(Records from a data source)
#####

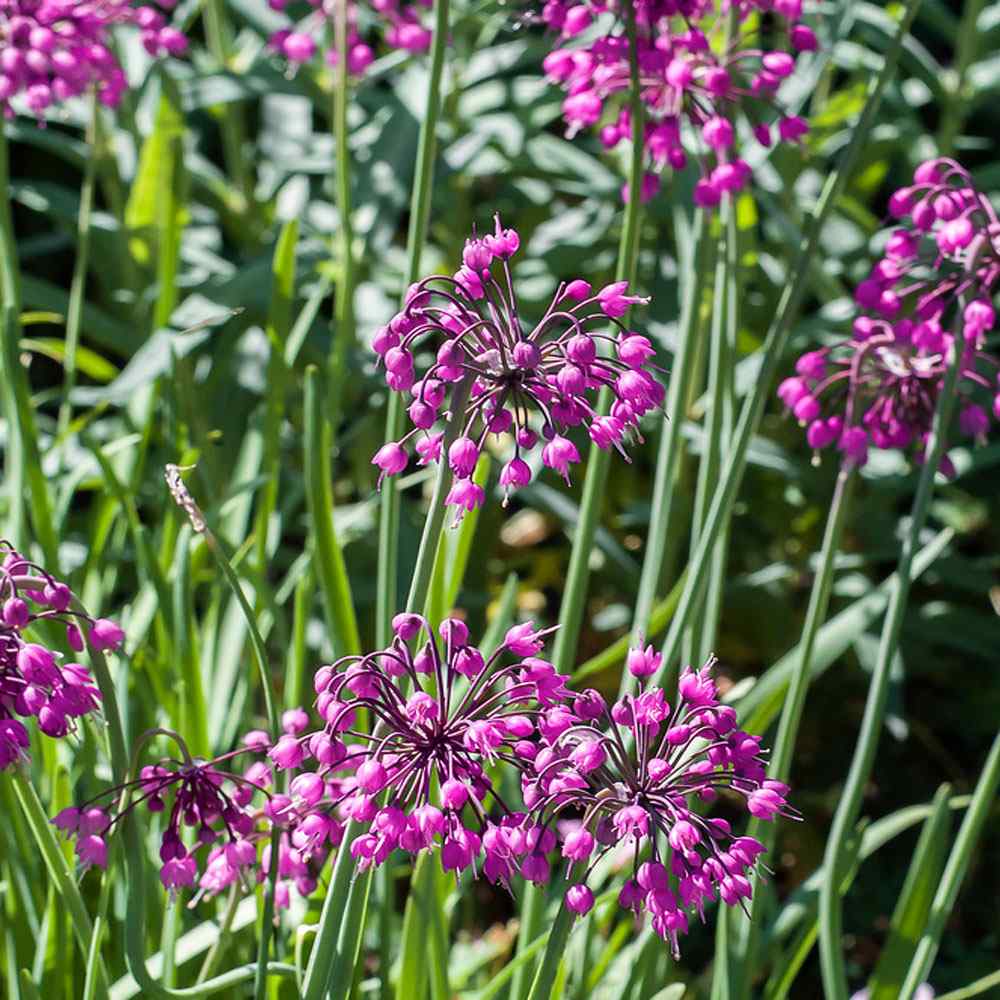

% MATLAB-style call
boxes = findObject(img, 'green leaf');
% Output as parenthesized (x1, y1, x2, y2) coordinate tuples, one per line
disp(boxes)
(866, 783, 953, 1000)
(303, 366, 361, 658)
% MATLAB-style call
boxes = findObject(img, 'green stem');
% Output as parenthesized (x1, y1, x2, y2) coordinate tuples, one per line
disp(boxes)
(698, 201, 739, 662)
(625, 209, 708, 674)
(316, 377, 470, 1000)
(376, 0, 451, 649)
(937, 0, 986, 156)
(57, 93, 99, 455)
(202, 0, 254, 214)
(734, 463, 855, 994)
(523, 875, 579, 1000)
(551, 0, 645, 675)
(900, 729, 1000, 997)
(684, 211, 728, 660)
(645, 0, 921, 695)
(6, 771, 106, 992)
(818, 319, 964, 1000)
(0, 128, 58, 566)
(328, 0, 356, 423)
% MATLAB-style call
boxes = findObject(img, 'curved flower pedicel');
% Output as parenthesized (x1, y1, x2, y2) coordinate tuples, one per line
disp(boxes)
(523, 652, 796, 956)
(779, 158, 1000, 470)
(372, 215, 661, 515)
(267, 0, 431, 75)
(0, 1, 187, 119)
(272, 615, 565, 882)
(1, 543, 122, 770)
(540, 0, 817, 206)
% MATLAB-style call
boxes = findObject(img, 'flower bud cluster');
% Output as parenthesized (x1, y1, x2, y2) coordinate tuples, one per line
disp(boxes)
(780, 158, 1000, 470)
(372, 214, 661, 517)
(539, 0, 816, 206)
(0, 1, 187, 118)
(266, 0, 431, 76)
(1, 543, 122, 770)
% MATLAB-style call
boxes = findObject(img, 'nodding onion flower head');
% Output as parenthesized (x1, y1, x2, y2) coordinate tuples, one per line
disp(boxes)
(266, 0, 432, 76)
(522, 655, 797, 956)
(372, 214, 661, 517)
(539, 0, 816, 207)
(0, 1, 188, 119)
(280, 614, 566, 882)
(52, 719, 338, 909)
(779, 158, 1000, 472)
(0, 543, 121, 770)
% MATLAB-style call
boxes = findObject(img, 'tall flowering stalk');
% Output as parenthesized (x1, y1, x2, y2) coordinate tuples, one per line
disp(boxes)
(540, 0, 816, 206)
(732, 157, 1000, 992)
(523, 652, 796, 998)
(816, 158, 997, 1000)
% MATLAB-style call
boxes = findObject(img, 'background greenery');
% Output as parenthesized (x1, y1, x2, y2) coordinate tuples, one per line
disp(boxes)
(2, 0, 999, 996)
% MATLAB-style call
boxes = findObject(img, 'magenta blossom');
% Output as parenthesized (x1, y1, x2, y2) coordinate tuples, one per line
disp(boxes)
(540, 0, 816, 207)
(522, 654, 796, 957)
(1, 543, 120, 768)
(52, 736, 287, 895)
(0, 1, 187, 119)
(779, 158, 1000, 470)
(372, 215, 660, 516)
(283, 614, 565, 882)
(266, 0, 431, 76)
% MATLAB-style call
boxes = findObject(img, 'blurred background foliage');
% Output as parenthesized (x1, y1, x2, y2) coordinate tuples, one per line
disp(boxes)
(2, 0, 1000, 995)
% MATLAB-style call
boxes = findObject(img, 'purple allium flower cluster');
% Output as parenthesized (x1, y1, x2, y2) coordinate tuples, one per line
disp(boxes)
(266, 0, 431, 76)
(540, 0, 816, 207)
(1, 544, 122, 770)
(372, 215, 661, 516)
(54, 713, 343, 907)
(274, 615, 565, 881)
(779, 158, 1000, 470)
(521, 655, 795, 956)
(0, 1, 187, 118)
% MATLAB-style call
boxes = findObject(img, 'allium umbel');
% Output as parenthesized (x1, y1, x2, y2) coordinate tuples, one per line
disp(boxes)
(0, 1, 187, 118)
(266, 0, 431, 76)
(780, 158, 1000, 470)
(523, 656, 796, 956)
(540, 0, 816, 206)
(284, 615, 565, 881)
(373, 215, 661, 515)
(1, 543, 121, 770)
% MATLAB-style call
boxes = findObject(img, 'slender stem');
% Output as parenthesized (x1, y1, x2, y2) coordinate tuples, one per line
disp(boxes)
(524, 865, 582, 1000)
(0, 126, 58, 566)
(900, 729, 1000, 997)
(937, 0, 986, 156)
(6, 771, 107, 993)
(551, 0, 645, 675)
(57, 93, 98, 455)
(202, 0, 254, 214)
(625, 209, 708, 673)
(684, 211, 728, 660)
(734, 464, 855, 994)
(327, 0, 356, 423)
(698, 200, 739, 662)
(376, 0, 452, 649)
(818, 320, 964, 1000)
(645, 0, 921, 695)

#####

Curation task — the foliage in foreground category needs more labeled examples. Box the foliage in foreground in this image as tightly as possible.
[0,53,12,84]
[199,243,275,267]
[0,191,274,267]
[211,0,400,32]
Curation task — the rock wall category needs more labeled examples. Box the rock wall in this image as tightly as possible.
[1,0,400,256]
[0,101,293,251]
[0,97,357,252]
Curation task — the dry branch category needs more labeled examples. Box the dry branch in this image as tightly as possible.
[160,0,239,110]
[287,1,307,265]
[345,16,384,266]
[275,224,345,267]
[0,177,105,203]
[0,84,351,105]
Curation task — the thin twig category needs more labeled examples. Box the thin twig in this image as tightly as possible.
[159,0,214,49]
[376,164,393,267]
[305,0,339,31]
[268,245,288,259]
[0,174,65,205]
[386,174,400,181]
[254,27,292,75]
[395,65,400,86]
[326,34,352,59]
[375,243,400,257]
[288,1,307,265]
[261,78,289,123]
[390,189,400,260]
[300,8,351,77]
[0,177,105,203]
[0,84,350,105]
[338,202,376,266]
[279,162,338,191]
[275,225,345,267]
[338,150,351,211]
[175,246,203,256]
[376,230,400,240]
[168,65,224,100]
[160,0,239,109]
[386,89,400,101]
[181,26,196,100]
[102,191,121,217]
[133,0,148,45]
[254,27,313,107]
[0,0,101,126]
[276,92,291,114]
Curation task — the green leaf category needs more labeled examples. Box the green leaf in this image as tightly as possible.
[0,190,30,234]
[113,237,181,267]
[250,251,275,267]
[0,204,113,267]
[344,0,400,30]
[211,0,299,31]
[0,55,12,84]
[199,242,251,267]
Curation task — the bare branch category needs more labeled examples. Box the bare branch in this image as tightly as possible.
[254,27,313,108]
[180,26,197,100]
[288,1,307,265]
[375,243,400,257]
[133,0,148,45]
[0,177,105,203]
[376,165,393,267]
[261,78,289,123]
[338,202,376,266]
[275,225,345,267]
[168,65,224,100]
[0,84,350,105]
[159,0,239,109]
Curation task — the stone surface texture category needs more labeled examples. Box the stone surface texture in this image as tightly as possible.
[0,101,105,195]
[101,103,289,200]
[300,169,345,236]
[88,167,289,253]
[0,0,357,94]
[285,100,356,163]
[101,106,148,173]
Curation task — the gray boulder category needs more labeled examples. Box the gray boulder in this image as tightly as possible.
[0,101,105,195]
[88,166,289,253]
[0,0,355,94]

#####

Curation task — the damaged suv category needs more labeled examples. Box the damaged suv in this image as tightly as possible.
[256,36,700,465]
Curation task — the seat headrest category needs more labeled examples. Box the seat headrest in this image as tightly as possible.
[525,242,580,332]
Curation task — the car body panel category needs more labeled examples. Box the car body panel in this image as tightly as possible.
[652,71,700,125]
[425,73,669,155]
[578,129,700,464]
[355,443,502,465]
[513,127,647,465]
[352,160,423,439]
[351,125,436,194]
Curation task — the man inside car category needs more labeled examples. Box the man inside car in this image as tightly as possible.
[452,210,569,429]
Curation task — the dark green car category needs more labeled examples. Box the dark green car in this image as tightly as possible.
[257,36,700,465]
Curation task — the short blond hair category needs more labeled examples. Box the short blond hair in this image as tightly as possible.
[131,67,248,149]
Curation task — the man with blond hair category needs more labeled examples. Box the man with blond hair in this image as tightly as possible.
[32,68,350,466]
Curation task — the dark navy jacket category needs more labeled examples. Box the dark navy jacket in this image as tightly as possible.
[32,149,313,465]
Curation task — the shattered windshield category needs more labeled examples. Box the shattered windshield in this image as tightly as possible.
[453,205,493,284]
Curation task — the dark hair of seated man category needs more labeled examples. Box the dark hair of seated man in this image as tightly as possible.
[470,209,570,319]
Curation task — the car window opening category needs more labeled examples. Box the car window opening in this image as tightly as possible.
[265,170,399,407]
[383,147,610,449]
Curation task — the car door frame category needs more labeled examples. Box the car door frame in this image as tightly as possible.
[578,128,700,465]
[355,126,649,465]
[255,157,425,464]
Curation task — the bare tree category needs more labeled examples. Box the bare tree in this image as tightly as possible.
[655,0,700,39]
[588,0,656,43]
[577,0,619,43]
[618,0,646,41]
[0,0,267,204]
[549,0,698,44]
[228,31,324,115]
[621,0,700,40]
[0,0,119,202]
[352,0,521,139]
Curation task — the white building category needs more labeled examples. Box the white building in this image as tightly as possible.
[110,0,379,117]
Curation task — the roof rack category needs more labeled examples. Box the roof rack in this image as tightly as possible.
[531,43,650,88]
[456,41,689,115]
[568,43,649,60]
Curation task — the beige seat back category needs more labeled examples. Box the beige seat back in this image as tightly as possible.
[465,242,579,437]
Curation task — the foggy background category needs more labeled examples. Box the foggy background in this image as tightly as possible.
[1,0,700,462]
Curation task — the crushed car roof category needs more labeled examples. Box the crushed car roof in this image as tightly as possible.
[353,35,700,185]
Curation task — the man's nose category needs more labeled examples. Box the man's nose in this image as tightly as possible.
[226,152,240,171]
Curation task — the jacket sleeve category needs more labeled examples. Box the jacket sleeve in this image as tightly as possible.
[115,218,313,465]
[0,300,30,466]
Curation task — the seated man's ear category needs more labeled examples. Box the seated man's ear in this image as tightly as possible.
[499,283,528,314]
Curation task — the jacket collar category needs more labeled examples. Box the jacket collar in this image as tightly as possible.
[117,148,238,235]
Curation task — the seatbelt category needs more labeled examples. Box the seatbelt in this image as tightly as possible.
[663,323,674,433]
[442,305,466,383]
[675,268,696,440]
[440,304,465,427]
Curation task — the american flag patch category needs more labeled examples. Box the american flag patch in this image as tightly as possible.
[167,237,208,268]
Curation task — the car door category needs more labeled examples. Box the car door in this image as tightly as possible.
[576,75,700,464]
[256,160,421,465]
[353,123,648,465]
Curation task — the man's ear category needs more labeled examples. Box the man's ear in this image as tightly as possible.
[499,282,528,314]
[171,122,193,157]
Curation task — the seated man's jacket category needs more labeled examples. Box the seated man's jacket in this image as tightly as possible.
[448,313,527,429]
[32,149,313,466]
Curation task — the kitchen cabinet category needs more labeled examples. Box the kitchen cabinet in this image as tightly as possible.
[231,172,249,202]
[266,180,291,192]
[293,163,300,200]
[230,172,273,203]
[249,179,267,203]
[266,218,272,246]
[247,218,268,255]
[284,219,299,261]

#####

• Problem statement: Among the records above, repeat exactly the line with "boxes = findObject(img, 'flower", the line with "boxes = findObject(img, 'tall", and every line in between, and only those.

• Exercise response:
boxes = findObject(img, 'flower bud cluster');
% Output as parenthesized (x1, y1, x2, y2) coordinate tuples, one per line
disp(boxes)
(780, 158, 1000, 470)
(372, 214, 661, 517)
(539, 0, 816, 206)
(0, 1, 187, 118)
(266, 0, 431, 76)
(1, 543, 122, 770)
% MATLAB-style call
boxes = findObject(img, 'nodding onion flower head');
% Output as parenthesized (x1, y1, x2, y2) coordinate tuples, one per line
disp(boxes)
(266, 0, 432, 76)
(522, 655, 797, 956)
(372, 214, 661, 517)
(539, 0, 816, 207)
(0, 1, 188, 119)
(280, 614, 566, 882)
(52, 719, 338, 909)
(779, 158, 1000, 472)
(0, 543, 121, 770)
% MATLAB-style call
boxes = findObject(img, 'tall flowering stalk');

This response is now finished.